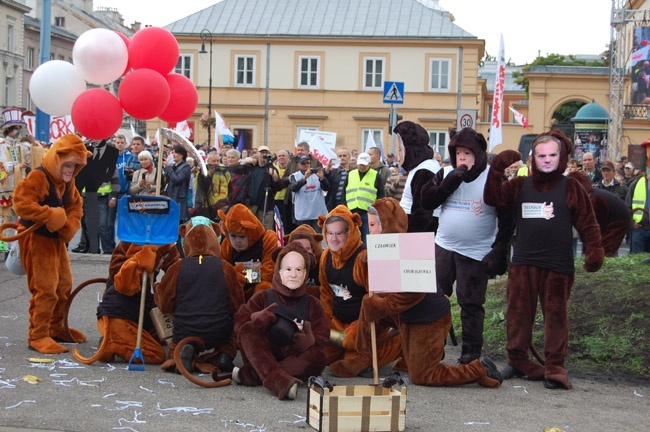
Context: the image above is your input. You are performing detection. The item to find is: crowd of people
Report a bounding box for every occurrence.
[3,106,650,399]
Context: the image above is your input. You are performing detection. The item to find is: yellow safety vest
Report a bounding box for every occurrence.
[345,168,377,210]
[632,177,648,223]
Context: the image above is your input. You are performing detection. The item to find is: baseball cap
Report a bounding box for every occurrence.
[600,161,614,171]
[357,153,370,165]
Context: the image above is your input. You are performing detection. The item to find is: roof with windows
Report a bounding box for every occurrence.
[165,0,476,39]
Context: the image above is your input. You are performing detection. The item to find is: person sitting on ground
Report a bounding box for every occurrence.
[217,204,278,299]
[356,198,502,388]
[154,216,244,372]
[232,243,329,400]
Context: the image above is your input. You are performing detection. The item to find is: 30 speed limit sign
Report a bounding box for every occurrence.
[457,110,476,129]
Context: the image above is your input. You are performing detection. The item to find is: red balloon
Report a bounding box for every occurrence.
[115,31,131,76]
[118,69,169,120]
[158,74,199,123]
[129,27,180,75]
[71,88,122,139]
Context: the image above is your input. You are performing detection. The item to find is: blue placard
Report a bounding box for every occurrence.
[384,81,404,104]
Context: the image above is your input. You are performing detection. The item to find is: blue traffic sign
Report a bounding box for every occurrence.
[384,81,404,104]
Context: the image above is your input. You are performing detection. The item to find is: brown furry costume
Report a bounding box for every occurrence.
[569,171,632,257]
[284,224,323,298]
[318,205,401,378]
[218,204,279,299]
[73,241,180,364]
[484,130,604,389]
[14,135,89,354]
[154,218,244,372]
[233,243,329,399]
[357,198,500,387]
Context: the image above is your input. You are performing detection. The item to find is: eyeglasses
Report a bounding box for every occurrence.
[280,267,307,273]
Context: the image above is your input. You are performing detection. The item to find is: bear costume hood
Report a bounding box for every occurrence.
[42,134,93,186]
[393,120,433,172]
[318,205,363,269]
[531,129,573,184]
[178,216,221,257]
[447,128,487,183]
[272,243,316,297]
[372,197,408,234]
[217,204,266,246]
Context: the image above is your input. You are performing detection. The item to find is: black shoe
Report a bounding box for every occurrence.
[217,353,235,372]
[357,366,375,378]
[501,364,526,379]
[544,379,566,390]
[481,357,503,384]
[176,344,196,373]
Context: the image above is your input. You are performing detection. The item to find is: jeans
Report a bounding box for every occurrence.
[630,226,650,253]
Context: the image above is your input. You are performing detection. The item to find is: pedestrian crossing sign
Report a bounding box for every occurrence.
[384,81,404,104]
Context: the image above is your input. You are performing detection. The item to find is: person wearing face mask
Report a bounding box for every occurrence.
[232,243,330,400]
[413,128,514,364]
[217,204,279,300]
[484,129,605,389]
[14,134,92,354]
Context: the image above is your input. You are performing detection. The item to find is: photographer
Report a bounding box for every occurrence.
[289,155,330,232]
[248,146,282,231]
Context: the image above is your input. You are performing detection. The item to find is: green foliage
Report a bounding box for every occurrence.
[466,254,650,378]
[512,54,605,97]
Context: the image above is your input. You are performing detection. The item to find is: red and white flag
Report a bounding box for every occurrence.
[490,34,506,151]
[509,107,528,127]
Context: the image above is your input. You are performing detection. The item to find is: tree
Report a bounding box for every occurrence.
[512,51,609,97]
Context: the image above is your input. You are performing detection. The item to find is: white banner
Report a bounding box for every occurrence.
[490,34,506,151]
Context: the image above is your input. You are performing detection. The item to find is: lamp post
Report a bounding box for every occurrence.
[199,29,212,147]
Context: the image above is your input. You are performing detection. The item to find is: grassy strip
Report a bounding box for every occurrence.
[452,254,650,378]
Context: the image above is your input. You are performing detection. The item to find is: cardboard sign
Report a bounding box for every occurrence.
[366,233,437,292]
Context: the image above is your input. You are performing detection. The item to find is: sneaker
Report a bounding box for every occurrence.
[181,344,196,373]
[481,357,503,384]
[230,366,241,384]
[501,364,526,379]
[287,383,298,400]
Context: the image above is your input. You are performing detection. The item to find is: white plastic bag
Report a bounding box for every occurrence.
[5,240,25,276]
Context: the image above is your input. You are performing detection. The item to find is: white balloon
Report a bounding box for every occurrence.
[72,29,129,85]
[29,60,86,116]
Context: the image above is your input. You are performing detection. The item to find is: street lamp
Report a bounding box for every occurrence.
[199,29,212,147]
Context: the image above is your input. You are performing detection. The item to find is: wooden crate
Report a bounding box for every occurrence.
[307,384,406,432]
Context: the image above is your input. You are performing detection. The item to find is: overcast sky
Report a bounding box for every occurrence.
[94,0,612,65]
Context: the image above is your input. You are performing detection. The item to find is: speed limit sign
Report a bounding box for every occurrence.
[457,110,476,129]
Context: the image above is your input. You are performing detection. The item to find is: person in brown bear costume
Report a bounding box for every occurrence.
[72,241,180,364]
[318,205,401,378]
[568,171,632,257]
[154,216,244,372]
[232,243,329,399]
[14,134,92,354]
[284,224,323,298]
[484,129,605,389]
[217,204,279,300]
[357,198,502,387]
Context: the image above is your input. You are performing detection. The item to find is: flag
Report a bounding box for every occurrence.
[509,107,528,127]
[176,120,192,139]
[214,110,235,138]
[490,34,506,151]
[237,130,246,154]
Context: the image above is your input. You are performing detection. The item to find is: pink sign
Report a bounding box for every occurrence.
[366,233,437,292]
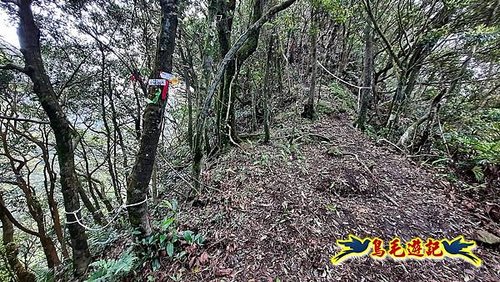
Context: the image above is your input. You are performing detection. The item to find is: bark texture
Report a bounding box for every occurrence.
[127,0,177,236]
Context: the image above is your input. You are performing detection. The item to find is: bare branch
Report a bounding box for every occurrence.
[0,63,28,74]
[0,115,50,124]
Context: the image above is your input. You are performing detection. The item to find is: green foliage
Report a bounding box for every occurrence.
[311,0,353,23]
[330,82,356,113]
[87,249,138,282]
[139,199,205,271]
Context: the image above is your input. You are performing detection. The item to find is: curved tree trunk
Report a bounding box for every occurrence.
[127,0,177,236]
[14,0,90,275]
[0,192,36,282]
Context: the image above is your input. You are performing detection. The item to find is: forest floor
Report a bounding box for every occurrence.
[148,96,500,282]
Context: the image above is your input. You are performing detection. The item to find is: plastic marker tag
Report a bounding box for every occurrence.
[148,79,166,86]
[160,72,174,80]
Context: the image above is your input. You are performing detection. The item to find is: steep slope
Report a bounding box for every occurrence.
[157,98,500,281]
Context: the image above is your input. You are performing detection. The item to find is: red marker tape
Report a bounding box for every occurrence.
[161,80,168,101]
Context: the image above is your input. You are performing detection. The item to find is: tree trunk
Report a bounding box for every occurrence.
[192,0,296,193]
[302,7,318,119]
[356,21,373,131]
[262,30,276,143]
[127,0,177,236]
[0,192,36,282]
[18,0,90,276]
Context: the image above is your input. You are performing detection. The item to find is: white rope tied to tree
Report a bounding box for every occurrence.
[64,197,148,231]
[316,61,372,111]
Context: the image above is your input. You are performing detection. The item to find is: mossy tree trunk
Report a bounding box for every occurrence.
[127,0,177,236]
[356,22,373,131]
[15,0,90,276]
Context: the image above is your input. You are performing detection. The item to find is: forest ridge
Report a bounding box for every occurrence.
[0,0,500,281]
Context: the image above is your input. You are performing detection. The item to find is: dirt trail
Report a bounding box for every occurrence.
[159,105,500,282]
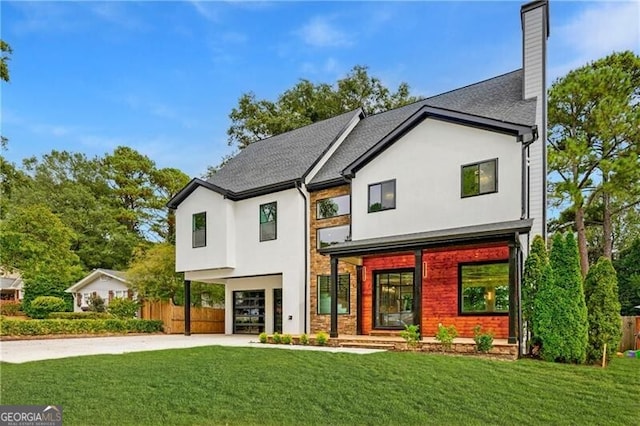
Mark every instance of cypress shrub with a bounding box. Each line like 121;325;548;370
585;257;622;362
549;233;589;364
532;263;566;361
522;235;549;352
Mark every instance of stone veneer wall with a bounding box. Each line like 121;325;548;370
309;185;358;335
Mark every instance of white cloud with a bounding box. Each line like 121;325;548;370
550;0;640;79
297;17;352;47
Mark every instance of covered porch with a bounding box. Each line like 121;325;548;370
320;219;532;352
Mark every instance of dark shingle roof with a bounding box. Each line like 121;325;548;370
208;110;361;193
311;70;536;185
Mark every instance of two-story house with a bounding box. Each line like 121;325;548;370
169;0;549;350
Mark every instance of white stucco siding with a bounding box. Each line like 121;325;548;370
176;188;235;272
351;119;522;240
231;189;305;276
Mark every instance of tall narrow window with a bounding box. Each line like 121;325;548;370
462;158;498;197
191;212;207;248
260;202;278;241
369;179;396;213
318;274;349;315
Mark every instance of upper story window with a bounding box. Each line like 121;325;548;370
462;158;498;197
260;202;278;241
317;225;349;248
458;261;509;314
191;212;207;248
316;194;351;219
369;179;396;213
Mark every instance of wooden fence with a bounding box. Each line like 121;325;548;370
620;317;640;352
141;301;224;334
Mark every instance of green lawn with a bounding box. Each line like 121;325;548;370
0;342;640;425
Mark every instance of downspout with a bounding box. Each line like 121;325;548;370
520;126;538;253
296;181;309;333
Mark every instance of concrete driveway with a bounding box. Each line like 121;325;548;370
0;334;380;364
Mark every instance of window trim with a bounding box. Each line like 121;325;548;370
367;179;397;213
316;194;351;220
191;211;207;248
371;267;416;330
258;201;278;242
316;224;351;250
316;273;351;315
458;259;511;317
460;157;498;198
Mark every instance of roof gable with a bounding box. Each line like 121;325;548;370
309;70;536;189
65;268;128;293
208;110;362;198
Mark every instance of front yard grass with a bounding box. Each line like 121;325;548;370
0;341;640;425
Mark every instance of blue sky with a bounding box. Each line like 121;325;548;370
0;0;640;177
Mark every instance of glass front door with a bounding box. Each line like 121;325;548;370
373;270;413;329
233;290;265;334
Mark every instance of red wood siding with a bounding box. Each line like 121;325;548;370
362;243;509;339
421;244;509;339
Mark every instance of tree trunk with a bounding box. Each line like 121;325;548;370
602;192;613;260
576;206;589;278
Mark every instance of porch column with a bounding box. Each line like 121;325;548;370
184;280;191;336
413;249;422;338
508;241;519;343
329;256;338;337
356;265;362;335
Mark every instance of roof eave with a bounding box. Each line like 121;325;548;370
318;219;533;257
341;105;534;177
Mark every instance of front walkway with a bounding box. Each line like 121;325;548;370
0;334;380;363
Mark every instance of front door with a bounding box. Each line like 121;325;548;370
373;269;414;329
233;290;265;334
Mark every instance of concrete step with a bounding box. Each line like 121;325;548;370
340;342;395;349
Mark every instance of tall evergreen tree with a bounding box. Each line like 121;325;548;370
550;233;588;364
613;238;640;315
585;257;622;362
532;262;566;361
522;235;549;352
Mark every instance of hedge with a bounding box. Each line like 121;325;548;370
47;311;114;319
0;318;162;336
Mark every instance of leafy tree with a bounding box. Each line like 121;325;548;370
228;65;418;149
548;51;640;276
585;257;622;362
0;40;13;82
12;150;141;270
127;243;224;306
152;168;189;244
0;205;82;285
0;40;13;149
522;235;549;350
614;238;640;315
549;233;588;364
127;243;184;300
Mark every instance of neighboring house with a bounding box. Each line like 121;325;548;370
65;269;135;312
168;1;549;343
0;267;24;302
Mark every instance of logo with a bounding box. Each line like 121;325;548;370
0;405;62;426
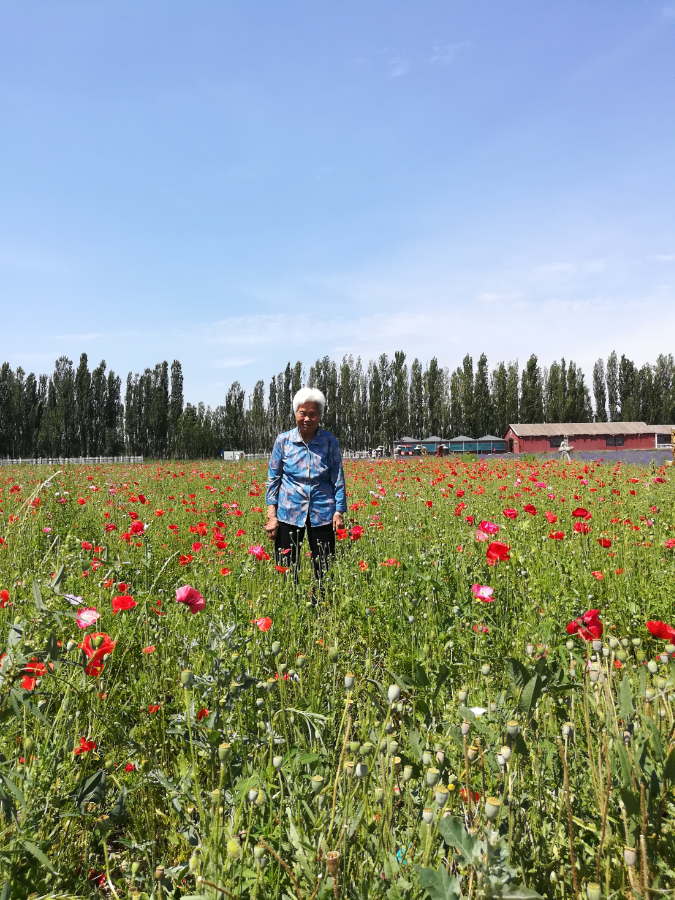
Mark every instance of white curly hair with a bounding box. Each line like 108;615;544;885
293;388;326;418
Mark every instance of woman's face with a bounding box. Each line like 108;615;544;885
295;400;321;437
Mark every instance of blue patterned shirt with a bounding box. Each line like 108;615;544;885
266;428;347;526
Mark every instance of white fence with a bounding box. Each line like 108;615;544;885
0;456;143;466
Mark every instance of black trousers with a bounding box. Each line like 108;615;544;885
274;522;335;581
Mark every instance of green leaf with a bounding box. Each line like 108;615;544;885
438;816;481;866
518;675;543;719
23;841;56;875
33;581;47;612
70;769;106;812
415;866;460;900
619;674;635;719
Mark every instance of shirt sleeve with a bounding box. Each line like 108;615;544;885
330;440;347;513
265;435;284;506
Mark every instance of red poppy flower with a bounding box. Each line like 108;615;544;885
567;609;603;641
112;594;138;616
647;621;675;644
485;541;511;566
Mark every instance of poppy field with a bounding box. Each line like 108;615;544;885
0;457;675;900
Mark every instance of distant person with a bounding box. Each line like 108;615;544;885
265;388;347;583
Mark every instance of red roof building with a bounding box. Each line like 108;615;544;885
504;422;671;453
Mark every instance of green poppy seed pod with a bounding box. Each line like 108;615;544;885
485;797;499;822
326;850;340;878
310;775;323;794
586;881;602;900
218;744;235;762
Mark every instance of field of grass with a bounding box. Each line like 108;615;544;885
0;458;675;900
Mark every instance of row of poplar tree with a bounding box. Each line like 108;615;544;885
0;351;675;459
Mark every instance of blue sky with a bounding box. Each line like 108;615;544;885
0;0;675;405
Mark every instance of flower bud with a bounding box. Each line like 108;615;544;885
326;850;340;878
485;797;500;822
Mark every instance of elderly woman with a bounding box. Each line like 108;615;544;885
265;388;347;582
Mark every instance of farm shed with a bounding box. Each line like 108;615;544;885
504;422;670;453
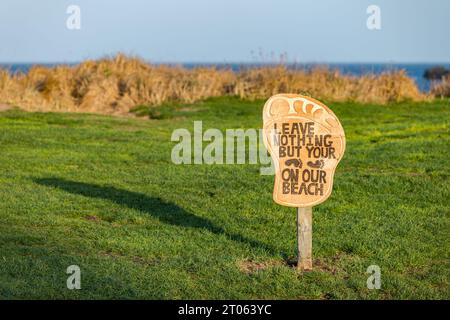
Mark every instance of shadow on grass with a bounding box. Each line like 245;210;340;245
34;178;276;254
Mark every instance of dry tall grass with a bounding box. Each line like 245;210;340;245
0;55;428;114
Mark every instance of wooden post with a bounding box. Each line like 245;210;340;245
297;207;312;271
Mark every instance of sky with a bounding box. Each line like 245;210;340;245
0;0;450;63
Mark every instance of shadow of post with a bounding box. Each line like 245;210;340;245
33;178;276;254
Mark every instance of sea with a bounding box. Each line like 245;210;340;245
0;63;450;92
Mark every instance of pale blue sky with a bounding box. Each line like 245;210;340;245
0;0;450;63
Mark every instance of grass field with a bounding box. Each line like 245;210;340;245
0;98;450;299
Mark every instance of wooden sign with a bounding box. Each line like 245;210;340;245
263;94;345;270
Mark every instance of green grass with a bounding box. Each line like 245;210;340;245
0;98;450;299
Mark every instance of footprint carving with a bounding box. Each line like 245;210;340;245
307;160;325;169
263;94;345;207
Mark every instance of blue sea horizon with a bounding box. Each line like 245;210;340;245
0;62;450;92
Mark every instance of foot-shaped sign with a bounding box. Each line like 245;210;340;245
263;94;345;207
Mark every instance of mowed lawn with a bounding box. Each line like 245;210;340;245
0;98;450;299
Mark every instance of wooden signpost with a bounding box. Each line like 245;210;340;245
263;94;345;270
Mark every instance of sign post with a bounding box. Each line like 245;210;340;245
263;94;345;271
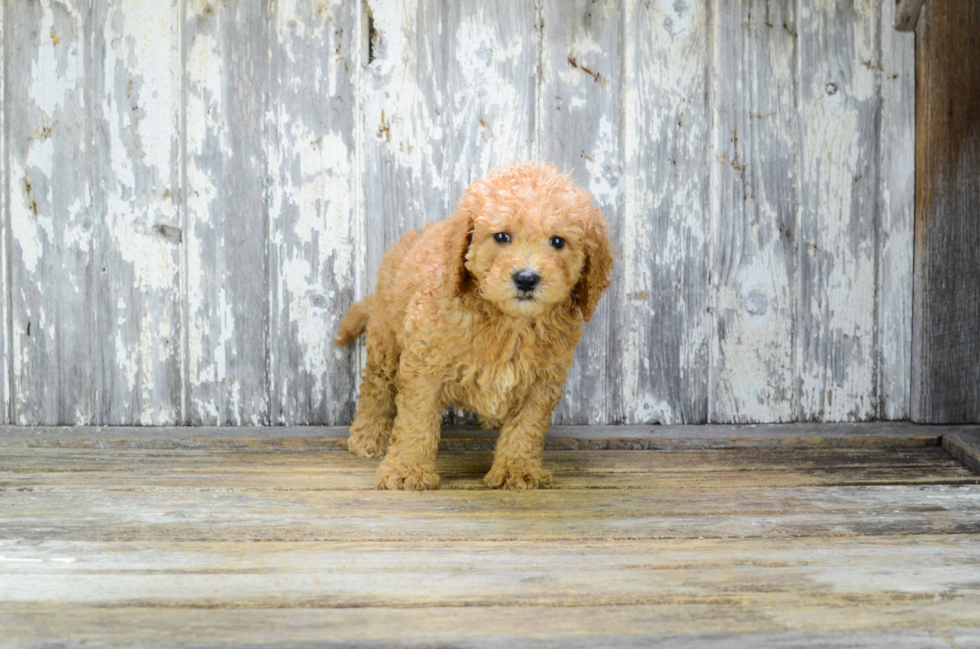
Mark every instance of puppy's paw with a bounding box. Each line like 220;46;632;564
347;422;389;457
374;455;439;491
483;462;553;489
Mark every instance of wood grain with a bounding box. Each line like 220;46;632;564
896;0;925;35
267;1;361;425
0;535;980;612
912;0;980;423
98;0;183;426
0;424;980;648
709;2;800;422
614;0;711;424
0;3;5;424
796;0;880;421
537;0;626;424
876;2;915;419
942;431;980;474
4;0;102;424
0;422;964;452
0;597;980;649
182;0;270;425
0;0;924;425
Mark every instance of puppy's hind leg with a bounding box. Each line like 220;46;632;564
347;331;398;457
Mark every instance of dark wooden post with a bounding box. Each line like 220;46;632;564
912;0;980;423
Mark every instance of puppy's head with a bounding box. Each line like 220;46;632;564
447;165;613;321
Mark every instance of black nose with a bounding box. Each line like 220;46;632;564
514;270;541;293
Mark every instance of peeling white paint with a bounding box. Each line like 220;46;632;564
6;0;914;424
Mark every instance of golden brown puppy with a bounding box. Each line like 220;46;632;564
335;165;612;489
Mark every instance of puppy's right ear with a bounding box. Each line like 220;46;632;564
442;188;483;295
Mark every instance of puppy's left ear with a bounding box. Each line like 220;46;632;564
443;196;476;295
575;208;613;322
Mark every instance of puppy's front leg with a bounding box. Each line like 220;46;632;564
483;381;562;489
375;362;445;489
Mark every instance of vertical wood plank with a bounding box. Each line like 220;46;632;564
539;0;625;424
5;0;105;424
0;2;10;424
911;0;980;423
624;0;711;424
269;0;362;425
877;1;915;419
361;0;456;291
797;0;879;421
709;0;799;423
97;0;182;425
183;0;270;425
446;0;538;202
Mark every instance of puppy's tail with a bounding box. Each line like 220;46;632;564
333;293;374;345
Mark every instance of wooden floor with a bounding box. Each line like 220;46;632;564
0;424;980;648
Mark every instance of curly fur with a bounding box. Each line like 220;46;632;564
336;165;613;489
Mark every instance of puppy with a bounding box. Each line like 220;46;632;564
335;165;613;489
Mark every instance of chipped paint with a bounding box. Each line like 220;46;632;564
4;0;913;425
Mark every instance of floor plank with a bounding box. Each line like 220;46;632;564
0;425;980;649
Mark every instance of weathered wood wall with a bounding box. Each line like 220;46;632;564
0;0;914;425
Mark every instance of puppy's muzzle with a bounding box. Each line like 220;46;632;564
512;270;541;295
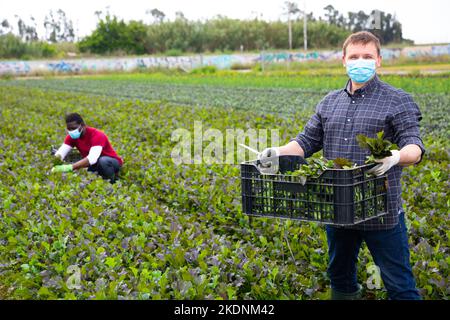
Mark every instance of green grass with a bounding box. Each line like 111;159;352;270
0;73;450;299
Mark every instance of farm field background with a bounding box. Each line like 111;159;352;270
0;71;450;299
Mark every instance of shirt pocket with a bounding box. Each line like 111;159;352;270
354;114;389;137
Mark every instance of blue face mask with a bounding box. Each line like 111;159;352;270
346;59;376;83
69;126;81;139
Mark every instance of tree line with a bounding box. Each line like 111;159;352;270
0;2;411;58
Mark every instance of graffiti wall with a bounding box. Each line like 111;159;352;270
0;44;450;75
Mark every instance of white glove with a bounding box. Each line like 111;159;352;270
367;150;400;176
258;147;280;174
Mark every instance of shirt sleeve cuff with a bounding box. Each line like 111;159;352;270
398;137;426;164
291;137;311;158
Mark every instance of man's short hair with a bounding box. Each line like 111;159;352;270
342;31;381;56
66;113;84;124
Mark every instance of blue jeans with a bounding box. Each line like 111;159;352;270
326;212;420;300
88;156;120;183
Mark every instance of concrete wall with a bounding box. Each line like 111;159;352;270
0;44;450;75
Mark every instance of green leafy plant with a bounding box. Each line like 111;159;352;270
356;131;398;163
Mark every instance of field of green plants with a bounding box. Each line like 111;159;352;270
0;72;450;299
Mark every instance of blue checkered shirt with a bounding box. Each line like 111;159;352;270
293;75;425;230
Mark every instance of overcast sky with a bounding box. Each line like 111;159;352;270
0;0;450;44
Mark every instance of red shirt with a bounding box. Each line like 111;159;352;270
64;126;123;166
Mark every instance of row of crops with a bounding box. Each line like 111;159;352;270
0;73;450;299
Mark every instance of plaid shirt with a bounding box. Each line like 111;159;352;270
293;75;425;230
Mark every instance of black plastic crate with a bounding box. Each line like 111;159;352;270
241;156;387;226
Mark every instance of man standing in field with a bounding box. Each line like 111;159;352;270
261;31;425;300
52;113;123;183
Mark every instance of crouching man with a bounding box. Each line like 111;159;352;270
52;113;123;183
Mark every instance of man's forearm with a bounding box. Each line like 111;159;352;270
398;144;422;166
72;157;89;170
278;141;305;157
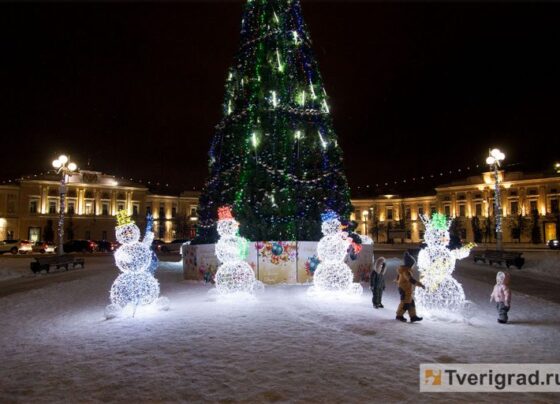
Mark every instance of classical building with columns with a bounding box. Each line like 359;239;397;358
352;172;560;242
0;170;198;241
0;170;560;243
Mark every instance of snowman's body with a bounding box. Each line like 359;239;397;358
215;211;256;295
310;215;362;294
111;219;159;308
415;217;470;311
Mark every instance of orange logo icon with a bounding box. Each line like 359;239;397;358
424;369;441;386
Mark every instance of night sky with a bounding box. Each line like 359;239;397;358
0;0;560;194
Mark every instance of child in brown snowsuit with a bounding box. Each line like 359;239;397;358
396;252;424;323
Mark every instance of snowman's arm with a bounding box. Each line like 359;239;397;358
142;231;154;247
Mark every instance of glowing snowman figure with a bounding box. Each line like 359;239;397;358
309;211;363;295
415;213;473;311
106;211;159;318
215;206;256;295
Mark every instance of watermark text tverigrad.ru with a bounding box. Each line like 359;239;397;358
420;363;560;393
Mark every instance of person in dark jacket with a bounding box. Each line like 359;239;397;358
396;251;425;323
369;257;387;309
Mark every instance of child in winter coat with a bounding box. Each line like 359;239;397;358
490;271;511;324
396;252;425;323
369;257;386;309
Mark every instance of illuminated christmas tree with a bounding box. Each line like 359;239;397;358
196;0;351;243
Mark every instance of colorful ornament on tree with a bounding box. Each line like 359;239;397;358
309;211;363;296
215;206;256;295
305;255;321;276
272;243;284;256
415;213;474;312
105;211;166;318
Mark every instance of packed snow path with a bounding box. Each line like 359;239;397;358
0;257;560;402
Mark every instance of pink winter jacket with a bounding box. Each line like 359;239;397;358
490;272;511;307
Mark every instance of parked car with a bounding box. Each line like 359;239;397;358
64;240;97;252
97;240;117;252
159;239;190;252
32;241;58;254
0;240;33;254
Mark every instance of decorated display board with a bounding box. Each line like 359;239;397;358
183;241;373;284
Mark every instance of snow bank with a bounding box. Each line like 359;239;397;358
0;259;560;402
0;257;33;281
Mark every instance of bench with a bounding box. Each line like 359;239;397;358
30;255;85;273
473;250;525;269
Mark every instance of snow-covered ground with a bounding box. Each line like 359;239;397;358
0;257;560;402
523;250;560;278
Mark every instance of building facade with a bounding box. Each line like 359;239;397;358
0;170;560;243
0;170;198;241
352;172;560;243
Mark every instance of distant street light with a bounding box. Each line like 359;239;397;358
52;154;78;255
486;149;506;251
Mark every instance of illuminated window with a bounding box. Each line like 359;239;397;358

■ SET TASK
Reproduce the listing verbatim from the line containing "Mark every instance of sea" up to and including the line containing "347;331;398;457", and leave the pictures out of your copy.

■ TASK SOLUTION
Mark every instance of sea with a bounding box. Each line like 245;210;340;245
0;63;450;92
Mark every instance of pale blue sky with a bounding box. Each line like 245;210;340;245
0;0;450;63
Mark every instance of grass field with a bounding box. Each line like 245;210;340;245
0;98;450;299
Mark every instance of wooden sign with a bounding box. Each line like 245;210;340;245
263;94;345;270
Mark every instance of green grass with a bounding box. Each line like 245;210;340;245
0;98;450;299
Mark every instance of footprint carving with a bounding box. Each line like 245;210;340;245
307;160;325;169
263;94;345;207
Mark every instance of blue sea horizon with a bounding box. Each line like 245;210;340;245
0;62;450;92
Mark every instance of foot-shaped sign with a bounding box. Each line like 245;210;340;245
263;94;345;207
Mark every instance of mowed lawn with a bounding box. Each line like 245;210;340;245
0;98;450;299
Mark every instance of wooden signpost with a bounding box. Each line like 245;210;340;245
263;94;345;270
Mark every instance of sign post with a bounding box. Each line like 245;210;340;245
263;94;345;271
Mark every instance of puppy's paw with a bounding box. Each line like 220;46;632;564
347;422;389;457
374;455;439;491
483;462;553;489
Mark every instance of wood grain with a bounding box. Each line like 220;46;632;564
896;0;925;35
267;1;361;425
0;535;980;612
912;0;980;423
98;0;183;426
0;424;980;648
709;2;800;422
614;0;711;424
0;3;5;424
796;0;880;421
537;0;626;424
876;2;915;419
942;431;980;474
4;0;102;424
0;422;964;452
0;597;980;649
182;0;270;425
0;0;924;425
Mark every instance of puppy's hind leg with a bounding box. Each line like 220;46;632;564
347;331;398;457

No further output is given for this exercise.